- PAGE EXCERPT -

Gross profit for the 12 months ended December 31, 2021 was $7.9 million compared to $11 million of gross profit during the same period in 2020, primarily due to the stronger margin associated with high-grade alcohol sales coupled with lower corn prices during the year December 31, 2020 in our California ethanol segment and lower gross profit margin contribution from our India biodiesel segment during 2021.
Selling, general, and administrative expenses increased to $23.7 million during the twelve-month ended December 30, 2021, compared to $16.9 million during the same period in 2020, driven principally from a charge for stock-based compensation, property insurance, and professional services. Operating loss increased to $15.8 million for the twelve months ended December 31, 2021, compared to an operating loss of $6.1 million for the same period in 2020. Interest expense was $24.1 million during the year ended December 31, 2021, excluding accretion and other expenses Series A preferred units in our Aemetis Biogas LLC subsidiary compared to interest expense of $26.4 million during the year ended December 31, 2020.
Additionally, our Aemetis Biogas LLC sub-subsidiary recognized $7.7 million of accretion in connection with preference payments on its preferred stock during the year ended December 31, 2021, compared to $4.7 million during the same period in 2020. Net loss was $47.1 million for the twelve months ended December 31, 2021, compared to a net loss of $36.7 million during the same period in 2020. Cash at the end of the fourth quarter of 2021 increased to $7.8 million compared to $592,000 at the end of 2020. Investments in our low carbon initiatives increased property, plant, and equipment by $30.5 million, while debt repayment of $55.5 million were made during 2021.

- GIVEN INFORMATION -
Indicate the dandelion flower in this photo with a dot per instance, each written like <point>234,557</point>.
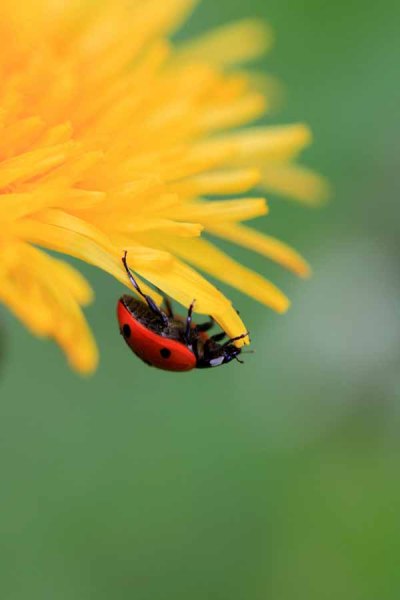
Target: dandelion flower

- ACTIONS TO TAKE -
1. Which charges does the financial results excerpt name as driving the increase in selling, general, and administrative expenses?
2. Transcribe the financial results excerpt between "Additionally, our Aemetis" and "made during 2021.", inclusive.

- RESPONSES -
1.
- Stock-based compensation
- Property insurance
- Professional services

2.
Additionally, our Aemetis Biogas LLC sub-subsidiary recognized $7.7 million of accretion in connection with preference payments on its preferred stock during the year ended December 31, 2021, compared to $4.7 million during the same period in 2020. Net loss was $47.1 million for the twelve months ended December 31, 2021, compared to a net loss of $36.7 million during the same period in 2020. Cash at the end of the fourth quarter of 2021 increased to $7.8 million compared to $592,000 at the end of 2020. Investments in our low carbon initiatives increased property, plant, and equipment by $30.5 million, while debt repayment of $55.5 million were made during 2021.